Coordinate annotation entries
-- start --

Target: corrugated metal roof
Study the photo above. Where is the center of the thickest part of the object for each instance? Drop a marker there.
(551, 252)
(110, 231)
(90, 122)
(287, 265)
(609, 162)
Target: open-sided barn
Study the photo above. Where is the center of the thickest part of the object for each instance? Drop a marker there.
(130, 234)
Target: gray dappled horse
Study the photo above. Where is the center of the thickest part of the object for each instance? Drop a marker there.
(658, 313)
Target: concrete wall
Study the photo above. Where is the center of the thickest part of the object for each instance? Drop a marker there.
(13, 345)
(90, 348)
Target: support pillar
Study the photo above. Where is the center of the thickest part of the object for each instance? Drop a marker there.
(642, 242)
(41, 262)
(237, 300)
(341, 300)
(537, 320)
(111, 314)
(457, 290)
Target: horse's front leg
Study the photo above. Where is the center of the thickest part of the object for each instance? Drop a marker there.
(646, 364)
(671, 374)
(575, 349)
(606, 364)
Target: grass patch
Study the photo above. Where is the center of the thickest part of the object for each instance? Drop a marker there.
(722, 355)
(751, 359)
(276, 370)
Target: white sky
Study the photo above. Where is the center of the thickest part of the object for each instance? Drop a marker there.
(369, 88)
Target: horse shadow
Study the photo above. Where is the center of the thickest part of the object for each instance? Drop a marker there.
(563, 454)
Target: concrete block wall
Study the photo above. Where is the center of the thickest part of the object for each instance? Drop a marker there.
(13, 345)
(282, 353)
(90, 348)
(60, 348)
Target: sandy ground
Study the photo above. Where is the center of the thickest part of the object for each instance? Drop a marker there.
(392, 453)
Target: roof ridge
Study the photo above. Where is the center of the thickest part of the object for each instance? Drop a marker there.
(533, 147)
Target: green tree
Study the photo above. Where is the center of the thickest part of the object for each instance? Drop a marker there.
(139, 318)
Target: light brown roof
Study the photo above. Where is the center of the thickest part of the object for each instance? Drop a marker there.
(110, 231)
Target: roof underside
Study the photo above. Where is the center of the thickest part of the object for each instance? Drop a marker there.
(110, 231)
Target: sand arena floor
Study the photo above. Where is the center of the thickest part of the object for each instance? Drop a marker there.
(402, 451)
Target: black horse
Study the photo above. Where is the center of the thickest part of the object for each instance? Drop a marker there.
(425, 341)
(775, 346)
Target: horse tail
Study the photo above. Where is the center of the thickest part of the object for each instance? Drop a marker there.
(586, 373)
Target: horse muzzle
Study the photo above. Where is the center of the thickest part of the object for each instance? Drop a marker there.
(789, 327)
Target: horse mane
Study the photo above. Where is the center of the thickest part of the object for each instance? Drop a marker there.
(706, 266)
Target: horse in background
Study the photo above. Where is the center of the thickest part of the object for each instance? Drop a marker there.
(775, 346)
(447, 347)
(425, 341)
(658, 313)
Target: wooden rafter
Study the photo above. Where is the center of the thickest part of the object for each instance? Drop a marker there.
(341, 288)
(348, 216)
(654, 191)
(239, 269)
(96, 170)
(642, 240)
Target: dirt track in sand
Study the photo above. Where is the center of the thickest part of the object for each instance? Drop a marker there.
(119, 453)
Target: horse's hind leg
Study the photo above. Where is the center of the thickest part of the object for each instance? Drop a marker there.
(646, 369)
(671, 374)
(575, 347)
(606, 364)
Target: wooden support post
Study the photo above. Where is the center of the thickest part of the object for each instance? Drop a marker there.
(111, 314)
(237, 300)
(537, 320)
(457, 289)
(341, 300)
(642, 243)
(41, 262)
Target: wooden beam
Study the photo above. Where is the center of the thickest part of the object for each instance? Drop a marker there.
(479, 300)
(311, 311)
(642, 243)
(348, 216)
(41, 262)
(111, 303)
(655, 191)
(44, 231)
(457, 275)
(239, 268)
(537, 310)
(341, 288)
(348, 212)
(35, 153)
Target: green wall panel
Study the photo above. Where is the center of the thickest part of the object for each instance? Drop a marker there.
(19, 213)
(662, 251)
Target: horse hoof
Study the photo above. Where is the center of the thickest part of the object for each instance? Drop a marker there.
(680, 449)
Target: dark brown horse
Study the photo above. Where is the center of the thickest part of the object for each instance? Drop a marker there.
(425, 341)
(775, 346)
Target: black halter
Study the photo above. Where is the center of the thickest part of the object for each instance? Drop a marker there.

-- end --

Rewrite every one of the records above, replacing "Drop a marker there" with "Place a pin there" and keeping everything else unchanged.

Target: corrugated metal roof
Study the photo above. Where is the center of the thickest part of the object for each instance? Place a pin there.
(551, 252)
(110, 231)
(90, 122)
(287, 265)
(609, 162)
Target: open-sided barn
Study the photo above. Where is the center of the thickest part of the object for each instance? Place a pin there.
(130, 234)
Target: gray dappled horse
Study the photo above. Where is the center of the thickest part of the object for each instance? Place a pin there.
(658, 313)
Target: concrete wall
Study the photo above. Where is the center of the thickest part of the object for each instance? Place a pin there.
(13, 345)
(90, 348)
Target: support pillar
Study the photo above. Where is the center of the thickest part of the object for each instance? Place a pin there.
(642, 242)
(41, 262)
(237, 300)
(341, 300)
(537, 320)
(111, 314)
(457, 290)
Target: horse's front leg
Study the photo above. Where is the center of the thickest part of the object for each instance? Place a pin there.
(646, 364)
(671, 374)
(575, 349)
(606, 364)
Target: grass patch
Study the photo above. Where is the center of the thickest part of the object for each instance? Place a pin there.
(722, 355)
(751, 359)
(276, 370)
Target: white sky
Study the photo above. Where is the center of the thickest part of the object for each instance? Place a pin there.
(369, 88)
Target: horse shadow
Study the photo above. Where is the center of the thickest part of the object for each instance? Place a pin there.
(563, 454)
Target: concrete block wall
Study the photo above. Where is the center of the thickest part of the object for each instance? Place a pin there.
(13, 345)
(282, 353)
(90, 348)
(60, 348)
Target: sandy ground
Study the photo above. Where is the center of the thickest part of the object for each instance? Place a pin there.
(392, 453)
Target: roof ridge
Study the photo above. Where is the center of the thickest part of the object for each instance? Place a pin there.
(533, 147)
Target: green tree
Study the photo above. Where is the center of the thickest part of the object for each instance? Place a pin there.
(139, 318)
Target: light brown roof
Study the photo above. Where is the center of the thickest part of the object for each instance? Place a pin there.
(110, 231)
Target: roof underside
Study the photo above. Where is the center of the thickest part of the object for each instance? Place a pin there.
(110, 231)
Target: sand arena floor
Study the photo above. Where is the center of the thickest part of the object for each instance? Place a pin there.
(402, 451)
Target: black horse
Study the photo above. Where is the center of the thickest part of the object for each instance? Place a pin there.
(425, 341)
(775, 346)
Target: horse tail
Study the photo above. Where is the center of the thickest part of the object for each instance? Place a pin there.
(586, 373)
Target: horse muzzle
Study the photo above. Where is the center of the thickest part of the object for each instance? Place a pin there.
(789, 327)
Target: horse mane
Study the photo above. Where is the center of the thickest part of the object for each instance? Place a pin there.
(706, 266)
Target: horse in background
Study the photo above. Where is the center of the thickest part of the object for each instance? Place a pin there.
(775, 346)
(447, 347)
(425, 341)
(658, 313)
Target: wooden rafter
Study the photo above. Where is the center of the thickest part of the object for each instance? Place a pin there.
(341, 288)
(348, 216)
(654, 191)
(239, 269)
(96, 170)
(642, 240)
Target: dirt track in sand
Study the photo above. Where is the center of the thickest part of the object for each instance? Place a pin there.
(119, 453)
Target: horse's hind leg
Study the photo above. Where is the center of the thickest part of the object for each instance? Place a pin there.
(646, 369)
(671, 374)
(575, 347)
(606, 364)
Target: wooden support post
Study the photo above. Where is the center of the thickest part of the object for each instance? Place a pin there.
(111, 314)
(237, 300)
(537, 320)
(457, 289)
(341, 300)
(642, 243)
(41, 262)
Target: wooden beam
Study the photo above. Where is the center of the thickest part of the object for each instance? Place a pin there.
(479, 300)
(311, 311)
(642, 243)
(348, 216)
(41, 262)
(111, 303)
(655, 191)
(44, 231)
(457, 275)
(239, 268)
(537, 310)
(341, 288)
(348, 212)
(35, 153)
Target: green wall panel
Study the photo above. Where is the center of the thickest part of the object for each instance? Place a pin there.
(19, 213)
(662, 251)
Target: horse hoof
Study the photo above. Where is the center of the thickest part of the object for each instance? Place a pin there.
(680, 449)
Target: dark brown horse
Study the photo above. Where is the center of the thickest part of the object for each instance? Place a pin there.
(425, 341)
(775, 346)
Target: black halter
Study the photo above. Where is the center of the thickest part of the object for each instance? Place a pin there.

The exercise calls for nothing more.